__Record set__
=======

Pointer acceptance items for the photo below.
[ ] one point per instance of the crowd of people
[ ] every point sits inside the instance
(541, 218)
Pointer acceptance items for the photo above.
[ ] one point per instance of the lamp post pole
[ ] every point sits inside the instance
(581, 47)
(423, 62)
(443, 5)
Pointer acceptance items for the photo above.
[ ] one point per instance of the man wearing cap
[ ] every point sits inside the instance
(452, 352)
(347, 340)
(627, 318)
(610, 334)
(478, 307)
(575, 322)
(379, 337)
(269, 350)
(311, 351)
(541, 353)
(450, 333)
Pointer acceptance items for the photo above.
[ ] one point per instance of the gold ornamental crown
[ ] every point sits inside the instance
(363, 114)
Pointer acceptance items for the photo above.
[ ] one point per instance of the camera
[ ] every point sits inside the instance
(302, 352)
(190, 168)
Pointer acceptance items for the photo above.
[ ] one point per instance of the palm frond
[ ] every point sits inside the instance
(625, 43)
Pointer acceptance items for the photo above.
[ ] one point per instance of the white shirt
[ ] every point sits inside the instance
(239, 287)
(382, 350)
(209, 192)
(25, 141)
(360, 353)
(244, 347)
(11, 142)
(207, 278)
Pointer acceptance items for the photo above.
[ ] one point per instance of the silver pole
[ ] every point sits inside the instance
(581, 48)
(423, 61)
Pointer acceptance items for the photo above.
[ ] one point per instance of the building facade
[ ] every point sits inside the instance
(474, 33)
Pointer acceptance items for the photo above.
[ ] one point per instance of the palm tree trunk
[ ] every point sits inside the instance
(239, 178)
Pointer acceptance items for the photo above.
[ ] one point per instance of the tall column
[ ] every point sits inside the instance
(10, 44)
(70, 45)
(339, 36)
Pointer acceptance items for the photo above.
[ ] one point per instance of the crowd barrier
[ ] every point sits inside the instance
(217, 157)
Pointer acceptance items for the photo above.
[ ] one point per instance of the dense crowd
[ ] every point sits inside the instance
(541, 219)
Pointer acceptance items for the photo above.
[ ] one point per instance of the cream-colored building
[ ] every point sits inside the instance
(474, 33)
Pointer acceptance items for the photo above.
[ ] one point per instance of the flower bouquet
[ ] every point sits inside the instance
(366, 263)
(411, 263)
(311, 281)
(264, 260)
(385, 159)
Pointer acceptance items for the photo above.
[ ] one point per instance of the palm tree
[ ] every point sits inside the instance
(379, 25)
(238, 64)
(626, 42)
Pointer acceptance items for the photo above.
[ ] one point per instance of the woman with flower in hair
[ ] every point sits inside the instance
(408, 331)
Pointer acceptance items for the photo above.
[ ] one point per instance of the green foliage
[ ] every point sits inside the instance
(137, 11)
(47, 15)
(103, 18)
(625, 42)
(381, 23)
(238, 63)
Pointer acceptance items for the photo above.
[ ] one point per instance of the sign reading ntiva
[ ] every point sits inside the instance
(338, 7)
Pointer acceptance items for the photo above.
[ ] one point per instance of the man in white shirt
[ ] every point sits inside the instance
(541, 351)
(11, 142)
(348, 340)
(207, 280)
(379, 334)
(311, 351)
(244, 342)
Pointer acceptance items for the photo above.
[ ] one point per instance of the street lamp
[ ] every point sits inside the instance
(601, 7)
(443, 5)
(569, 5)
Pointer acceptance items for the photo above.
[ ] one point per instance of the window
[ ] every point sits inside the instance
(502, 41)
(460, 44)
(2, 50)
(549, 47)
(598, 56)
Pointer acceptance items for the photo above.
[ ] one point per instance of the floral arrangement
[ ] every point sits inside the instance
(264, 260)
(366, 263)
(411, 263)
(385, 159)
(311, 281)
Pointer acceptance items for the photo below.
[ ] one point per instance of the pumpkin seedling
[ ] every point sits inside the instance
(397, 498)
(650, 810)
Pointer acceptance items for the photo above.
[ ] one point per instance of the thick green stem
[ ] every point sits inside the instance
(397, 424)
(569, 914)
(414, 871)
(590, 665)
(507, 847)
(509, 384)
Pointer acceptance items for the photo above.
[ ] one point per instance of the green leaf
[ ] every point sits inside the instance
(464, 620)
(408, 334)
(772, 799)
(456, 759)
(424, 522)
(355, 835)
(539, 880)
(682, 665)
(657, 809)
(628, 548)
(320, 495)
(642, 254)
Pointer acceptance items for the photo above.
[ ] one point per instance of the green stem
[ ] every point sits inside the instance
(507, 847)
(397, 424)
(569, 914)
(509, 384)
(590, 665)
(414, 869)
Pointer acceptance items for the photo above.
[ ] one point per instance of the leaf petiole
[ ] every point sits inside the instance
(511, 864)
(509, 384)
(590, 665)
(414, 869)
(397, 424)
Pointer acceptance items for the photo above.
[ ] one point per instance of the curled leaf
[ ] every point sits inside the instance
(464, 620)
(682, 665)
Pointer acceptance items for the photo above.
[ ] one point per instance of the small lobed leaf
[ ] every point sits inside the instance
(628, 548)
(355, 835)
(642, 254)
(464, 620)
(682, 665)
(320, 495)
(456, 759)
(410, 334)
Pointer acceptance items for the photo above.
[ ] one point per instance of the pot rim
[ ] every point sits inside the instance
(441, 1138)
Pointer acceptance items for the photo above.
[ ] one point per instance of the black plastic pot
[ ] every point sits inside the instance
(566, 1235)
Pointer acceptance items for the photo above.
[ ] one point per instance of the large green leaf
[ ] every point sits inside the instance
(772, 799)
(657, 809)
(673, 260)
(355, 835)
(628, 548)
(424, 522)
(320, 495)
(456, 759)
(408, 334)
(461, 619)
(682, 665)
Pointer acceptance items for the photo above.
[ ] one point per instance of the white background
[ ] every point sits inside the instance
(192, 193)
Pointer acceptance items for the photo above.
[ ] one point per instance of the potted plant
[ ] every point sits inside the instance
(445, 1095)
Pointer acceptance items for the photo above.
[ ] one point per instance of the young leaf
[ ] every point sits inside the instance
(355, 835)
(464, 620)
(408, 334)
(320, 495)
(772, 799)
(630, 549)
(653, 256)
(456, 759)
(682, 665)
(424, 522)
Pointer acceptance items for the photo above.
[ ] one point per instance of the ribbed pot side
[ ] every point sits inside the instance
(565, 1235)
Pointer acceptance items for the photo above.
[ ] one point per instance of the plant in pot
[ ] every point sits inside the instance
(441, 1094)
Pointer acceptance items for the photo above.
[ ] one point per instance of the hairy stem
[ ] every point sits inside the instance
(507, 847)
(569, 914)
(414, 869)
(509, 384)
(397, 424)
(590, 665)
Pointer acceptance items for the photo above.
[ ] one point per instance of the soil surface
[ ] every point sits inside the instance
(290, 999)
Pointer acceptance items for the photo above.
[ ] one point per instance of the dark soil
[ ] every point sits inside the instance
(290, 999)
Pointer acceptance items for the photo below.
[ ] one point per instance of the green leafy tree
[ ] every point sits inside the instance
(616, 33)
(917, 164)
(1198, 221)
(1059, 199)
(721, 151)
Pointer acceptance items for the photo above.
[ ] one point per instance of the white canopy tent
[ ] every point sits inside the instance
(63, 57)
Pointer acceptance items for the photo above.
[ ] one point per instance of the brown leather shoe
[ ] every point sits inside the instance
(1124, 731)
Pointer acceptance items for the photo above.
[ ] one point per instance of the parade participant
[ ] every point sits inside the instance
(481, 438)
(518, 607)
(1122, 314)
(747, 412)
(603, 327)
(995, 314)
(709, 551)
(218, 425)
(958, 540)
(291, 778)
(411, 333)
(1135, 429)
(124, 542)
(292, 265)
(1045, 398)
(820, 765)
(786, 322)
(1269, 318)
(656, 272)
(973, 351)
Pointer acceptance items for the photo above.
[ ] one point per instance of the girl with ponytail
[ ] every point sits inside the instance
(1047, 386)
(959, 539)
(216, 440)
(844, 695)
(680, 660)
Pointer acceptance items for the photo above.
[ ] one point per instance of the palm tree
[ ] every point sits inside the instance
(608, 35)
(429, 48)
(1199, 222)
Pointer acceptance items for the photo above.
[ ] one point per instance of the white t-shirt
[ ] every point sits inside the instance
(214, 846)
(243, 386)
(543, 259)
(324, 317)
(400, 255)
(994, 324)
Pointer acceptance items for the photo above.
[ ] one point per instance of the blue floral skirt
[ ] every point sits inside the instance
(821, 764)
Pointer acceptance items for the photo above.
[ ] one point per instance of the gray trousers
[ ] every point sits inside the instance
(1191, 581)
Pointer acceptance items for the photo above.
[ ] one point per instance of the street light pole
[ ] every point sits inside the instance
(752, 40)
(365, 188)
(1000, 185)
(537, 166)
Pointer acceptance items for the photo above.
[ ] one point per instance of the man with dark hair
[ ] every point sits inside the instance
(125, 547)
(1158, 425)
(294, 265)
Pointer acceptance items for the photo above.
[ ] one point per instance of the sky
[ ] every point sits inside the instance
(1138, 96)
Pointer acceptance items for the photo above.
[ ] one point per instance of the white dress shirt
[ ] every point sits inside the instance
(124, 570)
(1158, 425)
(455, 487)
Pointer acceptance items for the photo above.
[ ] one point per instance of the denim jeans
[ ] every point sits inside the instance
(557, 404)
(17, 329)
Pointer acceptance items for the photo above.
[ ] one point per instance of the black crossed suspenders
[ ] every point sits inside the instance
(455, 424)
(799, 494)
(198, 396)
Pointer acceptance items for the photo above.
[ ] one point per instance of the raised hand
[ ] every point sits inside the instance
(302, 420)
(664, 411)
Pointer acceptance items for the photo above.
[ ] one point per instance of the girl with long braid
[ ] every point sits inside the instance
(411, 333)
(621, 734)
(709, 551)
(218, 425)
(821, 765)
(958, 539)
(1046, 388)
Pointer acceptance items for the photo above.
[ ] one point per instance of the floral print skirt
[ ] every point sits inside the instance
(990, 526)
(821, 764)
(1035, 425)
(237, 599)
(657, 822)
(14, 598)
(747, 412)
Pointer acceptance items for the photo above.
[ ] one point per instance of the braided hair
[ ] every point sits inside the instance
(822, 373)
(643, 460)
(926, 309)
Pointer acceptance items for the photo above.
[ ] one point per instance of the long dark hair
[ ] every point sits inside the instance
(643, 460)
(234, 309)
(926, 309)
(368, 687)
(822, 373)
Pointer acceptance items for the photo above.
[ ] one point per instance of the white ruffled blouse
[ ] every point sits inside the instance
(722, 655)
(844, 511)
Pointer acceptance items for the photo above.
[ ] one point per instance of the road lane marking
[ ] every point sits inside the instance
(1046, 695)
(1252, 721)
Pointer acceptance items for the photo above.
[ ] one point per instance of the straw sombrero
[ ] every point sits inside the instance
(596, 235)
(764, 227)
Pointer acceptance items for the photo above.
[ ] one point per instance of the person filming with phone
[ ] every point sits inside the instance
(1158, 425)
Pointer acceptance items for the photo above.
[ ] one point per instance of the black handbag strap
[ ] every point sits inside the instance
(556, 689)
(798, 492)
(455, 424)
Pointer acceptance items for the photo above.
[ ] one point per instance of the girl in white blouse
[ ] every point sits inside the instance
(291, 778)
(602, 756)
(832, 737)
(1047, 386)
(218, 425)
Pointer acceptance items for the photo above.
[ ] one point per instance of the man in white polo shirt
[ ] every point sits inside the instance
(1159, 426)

=======

__What to produce__
Gather every line of the material above that contains the word "palm". Case counts, so a line qualifies only if the word appears with that same capitalization.

__Written solution__
[ ] one point per instance of the palm frond
[ ] one point per instance of the palm tree trunk
[ ] one point per instance of the palm tree
[ ] one point per instance of the palm tree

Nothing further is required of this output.